--- Texte étudié ---

◇ ◇ ◇ ◇ ◇

Logique d’autant plus irrésistible que l’Industrie de la Santé
peut compter sur une « vache à lait » apparemment
inépuisable, la Sécurité Sociale, ce qui avait
conduit un économiste facétieux à avancer l’idée
d’un « capitalisme monopoliste d’étable ». A la vérité,
si on pousse l’analyse, notre système de santé fonctionne
comme un gigantesque « rackett » qui crée les besoins
qu’il exploite, comme une immense pieuvre aux cent mille ventouses qui
pompe le sang de la nation en même temps qu’il l’empoisonne.
Le résultat de ce système démentiel, c’est que
jamais on n’a autant dépensé pour la santé des
Français et jamais ils ne se sont si mal portés. Plus
ils fréquentent les cabinets de consultation et les hôpitaux
et plus ils sont patraques. La pathologie « iatrogène »

◇ ◇ ◇ ◇ ◇

--- Jeu de données ---

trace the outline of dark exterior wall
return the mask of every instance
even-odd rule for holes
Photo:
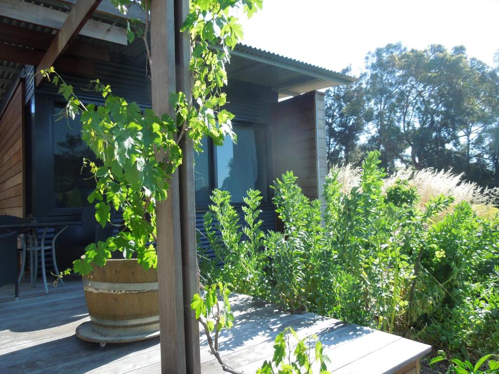
[[[24,215],[24,81],[0,117],[0,214]]]
[[[281,101],[274,110],[275,177],[292,171],[312,199],[321,197],[325,175],[323,102],[322,94],[313,91]]]
[[[130,67],[129,61],[120,60],[114,56],[108,63],[96,62],[96,71],[103,83],[111,85],[113,93],[125,97],[129,101],[135,101],[143,108],[151,107],[150,80],[145,69],[141,67]],[[92,78],[75,74],[63,74],[68,84],[71,84],[75,93],[83,100],[101,102],[102,99],[95,93],[86,90]],[[228,103],[225,108],[236,115],[234,120],[246,124],[257,124],[270,125],[272,122],[273,106],[277,101],[277,94],[267,87],[252,85],[243,82],[231,80],[226,92]],[[80,208],[54,209],[53,203],[53,156],[52,150],[52,109],[54,101],[63,102],[51,84],[44,82],[39,89],[35,90],[34,97],[35,114],[31,127],[31,138],[34,140],[32,156],[30,158],[32,170],[32,187],[30,188],[32,201],[32,213],[36,217],[50,217],[55,219],[78,219]],[[268,146],[271,146],[269,139]],[[271,156],[272,152],[268,154]],[[270,171],[271,172],[271,171]],[[269,182],[272,176],[268,177]],[[242,215],[240,207],[237,210]],[[30,209],[31,210],[31,209]],[[263,228],[275,228],[275,214],[270,203],[263,204],[261,218]],[[206,207],[196,206],[196,227],[203,231],[202,217]],[[119,216],[117,216],[119,219]],[[68,229],[68,230],[69,229]],[[202,240],[201,244],[206,244]],[[69,258],[74,258],[69,256]],[[63,261],[63,262],[64,262]],[[61,267],[63,264],[61,264]]]

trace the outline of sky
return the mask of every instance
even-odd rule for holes
[[[490,65],[499,49],[499,0],[263,0],[240,21],[245,44],[353,75],[389,43],[463,45]]]

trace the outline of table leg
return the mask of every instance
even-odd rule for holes
[[[22,245],[22,253],[21,254],[21,271],[19,273],[19,277],[17,278],[17,283],[21,283],[21,279],[24,274],[24,267],[26,266],[26,242],[24,241],[22,235],[19,235],[18,237],[21,239],[21,244]]]
[[[40,246],[40,251],[41,252],[41,279],[43,281],[43,288],[45,289],[45,293],[48,293],[48,289],[47,288],[47,274],[45,270],[45,236],[47,234],[47,229],[45,227],[43,229],[43,233],[41,235],[41,245]]]
[[[55,260],[55,241],[57,240],[57,236],[58,236],[62,231],[66,229],[67,226],[64,226],[62,229],[59,230],[59,232],[56,235],[54,235],[54,238],[52,240],[52,264],[54,266],[54,271],[55,272],[55,274],[58,276],[59,275],[59,269],[57,268],[57,263]],[[63,286],[65,286],[66,285],[64,283],[64,281],[62,280],[62,278],[59,278],[59,281],[60,282]]]

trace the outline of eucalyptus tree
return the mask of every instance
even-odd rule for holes
[[[350,71],[349,67],[341,73],[348,74]],[[353,154],[358,150],[360,135],[372,119],[372,111],[366,105],[361,79],[350,86],[336,86],[326,92],[326,151],[329,167],[355,162],[360,157]]]

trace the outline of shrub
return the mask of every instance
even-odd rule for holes
[[[242,225],[228,192],[215,191],[205,217],[216,254],[203,265],[210,281],[452,352],[477,356],[497,347],[499,218],[450,196],[422,202],[407,180],[387,187],[379,157],[368,154],[349,190],[341,171],[332,171],[323,213],[292,173],[276,180],[282,232],[260,230],[257,191],[248,191]]]

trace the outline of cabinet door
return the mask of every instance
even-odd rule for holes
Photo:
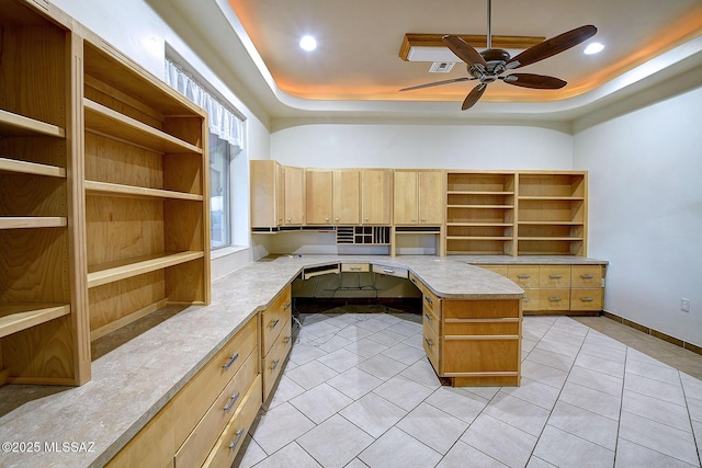
[[[443,222],[443,172],[419,173],[419,224]]]
[[[284,168],[284,225],[302,225],[305,220],[305,172],[301,168]]]
[[[333,224],[361,224],[361,172],[333,171]]]
[[[305,172],[306,224],[330,225],[332,222],[331,186],[331,171],[308,170]]]
[[[361,172],[361,222],[364,225],[389,225],[392,198],[389,169]]]
[[[417,172],[395,172],[393,213],[396,225],[416,225],[419,221],[417,179]]]

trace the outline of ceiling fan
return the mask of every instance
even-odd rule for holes
[[[441,84],[456,83],[461,81],[480,80],[479,84],[473,88],[463,101],[462,111],[473,107],[483,96],[485,89],[491,82],[502,80],[508,84],[522,88],[535,88],[541,90],[557,90],[567,84],[566,81],[533,73],[511,73],[501,76],[507,70],[534,64],[545,58],[561,54],[574,47],[597,33],[597,27],[592,25],[576,27],[575,30],[559,34],[555,37],[539,43],[526,50],[510,57],[503,49],[492,48],[490,34],[491,0],[487,0],[487,49],[478,53],[472,45],[455,35],[442,37],[446,47],[451,49],[461,60],[466,62],[469,77],[454,78],[452,80],[434,81],[431,83],[418,84],[416,87],[403,88],[400,91],[418,90],[421,88],[438,87]]]

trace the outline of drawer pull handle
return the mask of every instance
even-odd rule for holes
[[[239,395],[240,392],[237,391],[236,393],[234,393],[230,398],[229,398],[229,402],[227,404],[224,406],[224,411],[225,412],[229,412],[231,411],[231,408],[234,408],[234,406],[237,403],[237,401],[239,400]]]
[[[231,448],[233,450],[237,447],[237,445],[239,445],[239,441],[244,435],[244,429],[238,430],[235,435],[237,436],[237,438],[235,438],[234,442],[229,444],[229,448]]]
[[[239,353],[237,354],[233,354],[231,357],[229,357],[229,361],[227,361],[226,363],[224,363],[224,365],[222,366],[222,368],[224,368],[225,370],[229,370],[229,367],[231,367],[231,365],[239,358]]]

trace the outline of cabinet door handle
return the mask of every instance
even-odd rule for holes
[[[239,441],[244,435],[244,429],[238,430],[235,435],[237,436],[237,438],[235,438],[234,442],[229,444],[229,448],[231,448],[233,450],[237,447],[237,445],[239,445]]]
[[[229,412],[231,411],[231,408],[234,408],[234,406],[237,403],[237,400],[239,399],[239,391],[237,391],[235,395],[233,395],[231,397],[229,397],[229,402],[227,404],[224,406],[224,411],[225,412]]]
[[[225,370],[228,370],[229,367],[231,367],[231,365],[239,358],[239,353],[237,354],[233,354],[229,357],[229,361],[227,361],[226,363],[223,364],[222,368],[224,368]]]

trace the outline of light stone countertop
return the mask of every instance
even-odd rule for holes
[[[80,387],[0,387],[0,408],[12,408],[5,403],[13,399],[29,400],[0,418],[0,443],[37,443],[22,452],[3,446],[0,466],[103,466],[303,269],[344,262],[408,269],[448,298],[507,299],[523,294],[509,279],[464,263],[464,256],[265,258],[213,282],[210,306],[188,307],[93,361],[92,378]],[[78,452],[45,450],[46,443],[60,447],[65,442],[84,444],[76,446]],[[27,453],[27,447],[39,450]]]

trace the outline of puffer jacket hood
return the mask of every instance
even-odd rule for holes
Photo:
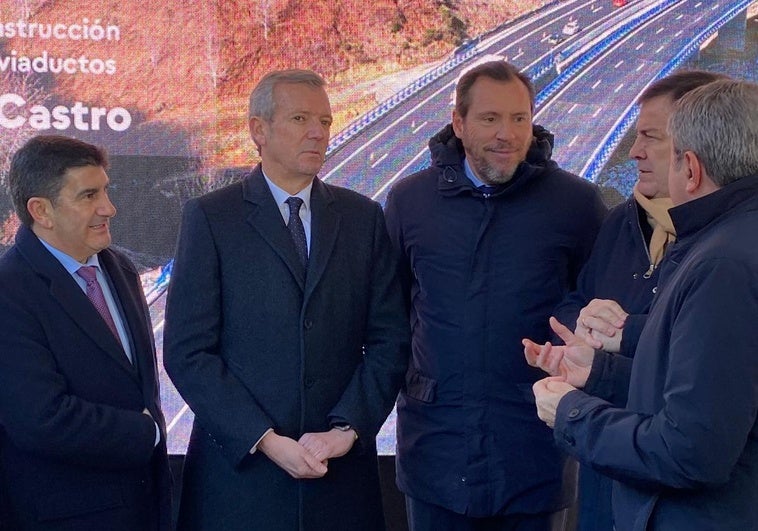
[[[541,125],[532,126],[532,145],[526,154],[526,163],[545,166],[553,154],[555,137]],[[429,151],[432,153],[432,166],[457,166],[463,160],[463,143],[455,136],[453,125],[447,124],[429,139]]]

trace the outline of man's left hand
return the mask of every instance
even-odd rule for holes
[[[537,401],[537,416],[551,428],[555,427],[555,412],[558,403],[567,393],[575,391],[576,387],[566,383],[561,376],[550,376],[537,381],[533,386],[534,398]]]
[[[348,453],[355,440],[353,429],[347,431],[331,429],[317,433],[304,433],[298,442],[317,459],[325,461]]]

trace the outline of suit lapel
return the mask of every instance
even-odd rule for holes
[[[292,241],[284,224],[279,207],[271,195],[260,165],[243,181],[242,195],[252,204],[252,211],[247,222],[261,235],[276,254],[282,259],[301,290],[305,289],[305,268],[297,256],[295,243]],[[311,237],[311,241],[313,238]]]
[[[308,277],[305,284],[306,299],[321,280],[339,233],[341,216],[333,208],[331,191],[318,178],[313,179],[311,190],[311,253],[308,259]]]
[[[37,274],[49,281],[50,295],[55,299],[66,314],[73,320],[82,332],[92,340],[108,356],[121,365],[133,378],[137,373],[129,363],[123,348],[113,333],[97,313],[87,295],[79,288],[63,266],[39,242],[34,233],[22,226],[16,235],[16,244],[31,268]]]

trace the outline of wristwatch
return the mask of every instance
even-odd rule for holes
[[[348,424],[347,422],[336,422],[336,423],[332,424],[332,428],[334,428],[335,430],[339,430],[339,431],[350,431],[350,430],[353,430],[353,427],[350,424]],[[355,430],[353,430],[353,433],[354,433],[354,439],[353,440],[357,441],[358,440],[358,432],[355,431]]]

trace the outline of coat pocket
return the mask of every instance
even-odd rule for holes
[[[40,522],[80,516],[124,505],[118,485],[92,485],[76,492],[53,492],[37,499]]]
[[[409,367],[405,375],[405,394],[421,402],[434,402],[437,381],[421,374],[415,367]]]

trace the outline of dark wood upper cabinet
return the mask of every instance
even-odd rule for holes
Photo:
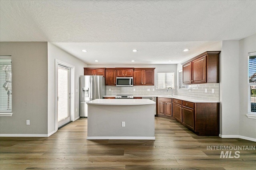
[[[192,61],[192,83],[206,82],[206,56]]]
[[[155,68],[135,68],[133,85],[136,86],[154,85]]]
[[[116,71],[115,68],[106,68],[106,85],[115,86]]]
[[[90,76],[103,76],[105,77],[105,68],[84,68],[84,74],[85,75]]]
[[[183,84],[218,83],[220,53],[206,51],[182,63]]]
[[[116,68],[117,77],[132,77],[133,76],[134,68]]]

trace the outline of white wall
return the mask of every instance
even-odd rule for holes
[[[75,67],[74,94],[74,119],[79,117],[80,76],[84,75],[84,67],[87,64],[72,55],[48,43],[48,134],[55,131],[55,59]],[[76,92],[76,90],[78,90]],[[77,109],[77,111],[76,111]]]
[[[0,134],[47,134],[47,43],[1,42],[0,55],[12,56],[13,113],[0,117]]]
[[[220,134],[222,136],[239,135],[239,43],[222,42],[220,60]]]
[[[256,34],[241,40],[239,45],[239,135],[256,139],[256,119],[249,119],[246,116],[248,104],[248,53],[256,51]]]
[[[220,84],[220,134],[256,141],[256,119],[248,113],[248,53],[256,51],[256,34],[223,41]]]

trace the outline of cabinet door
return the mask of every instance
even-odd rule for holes
[[[144,70],[144,83],[145,85],[154,85],[154,70]]]
[[[105,77],[105,69],[95,69],[95,75],[97,76],[103,76]]]
[[[164,115],[165,103],[164,102],[159,101],[158,104],[158,114]]]
[[[172,104],[166,102],[165,103],[165,115],[166,116],[172,116]]]
[[[143,70],[134,69],[133,77],[133,85],[141,86],[143,85]]]
[[[133,70],[129,69],[124,70],[124,76],[125,77],[133,76]]]
[[[124,77],[124,70],[116,69],[117,77]]]
[[[182,109],[182,124],[191,129],[194,129],[194,109],[183,107]]]
[[[95,70],[94,69],[84,69],[84,75],[93,76],[95,74]]]
[[[182,66],[184,84],[191,84],[192,80],[192,64],[190,62]]]
[[[192,61],[192,83],[206,82],[206,56]]]
[[[115,69],[106,69],[106,86],[116,86]]]
[[[182,122],[182,106],[181,105],[176,103],[174,104],[173,114],[174,117],[176,120],[180,123]]]

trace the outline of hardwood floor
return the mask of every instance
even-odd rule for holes
[[[225,150],[232,152],[230,158],[220,158],[222,150],[207,149],[255,148],[255,142],[198,136],[175,120],[159,117],[155,141],[88,141],[87,122],[80,118],[48,138],[0,137],[0,169],[256,169],[256,150]],[[238,156],[236,151],[239,157],[231,158]]]

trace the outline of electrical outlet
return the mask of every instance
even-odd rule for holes
[[[122,121],[122,127],[125,127],[125,121]]]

◇ ◇ ◇ ◇ ◇

--- Vos consignes ---
1 > Recopiez le passage du texte sur le système de santé qui va de « Logique d’autant plus » à « temps qu’il l’empoisonne. ».
2 > Dans le texte sur le système de santé, quelle institution est qualifiée de « vache à lait » pour l'Industrie de la Santé ?
3 > Reprenez le texte sur le système de santé et écrivez la suite à partir de l'endroit où il s'arrête.

--- Corrigé des exercices ---
1 >
Logique d’autant plus irrésistible que l’Industrie de la Santé
peut compter sur une « vache à lait » apparemment
inépuisable, la Sécurité Sociale, ce qui avait
conduit un économiste facétieux à avancer l’idée
d’un « capitalisme monopoliste d’étable ». A la vérité,
si on pousse l’analyse, notre système de santé fonctionne
comme un gigantesque « rackett » qui crée les besoins
qu’il exploite, comme une immense pieuvre aux cent mille ventouses qui
pompe le sang de la nation en même temps qu’il l’empoisonne.

2 > La Sécurité Sociale.

3 >
fait des progrès foudroyants. Aux U.S.A., 8 % des malades hospitalisés
le sont à la suite d’une intoxication médicamenteuse.
Un professeur de dermatologie de Montpellier me disait il y a 10 ans
que la moitié des clients de son service lui étaient envoyés
par ses confrères des autres disciplines. On pense au principe
de Parkinson : « Tout service a pour objectif de donner du travail
à un autre service ». Tous les ans, en France, on est obligé
de fermer des hôpitaux devenus des foyers d’infection particulièrement
virulents. Les thèses d’Ivan Illitch sur la Némésis
médicale sont toujours pertinentes. C’est que la médecine
mercantile polarisée par la poursuite du profit ne peut avoir
pour cible les causes profondes de la maladie, mais seulement ses symptômes,
à condition qu’ils soient solvables.
Ces tendances désastreuses et morbides pourraient être
éliminées et il serait sans aucun doute possible de réduire
considérablement les dépenses de soins tout en améliorant
la santé de la population (2).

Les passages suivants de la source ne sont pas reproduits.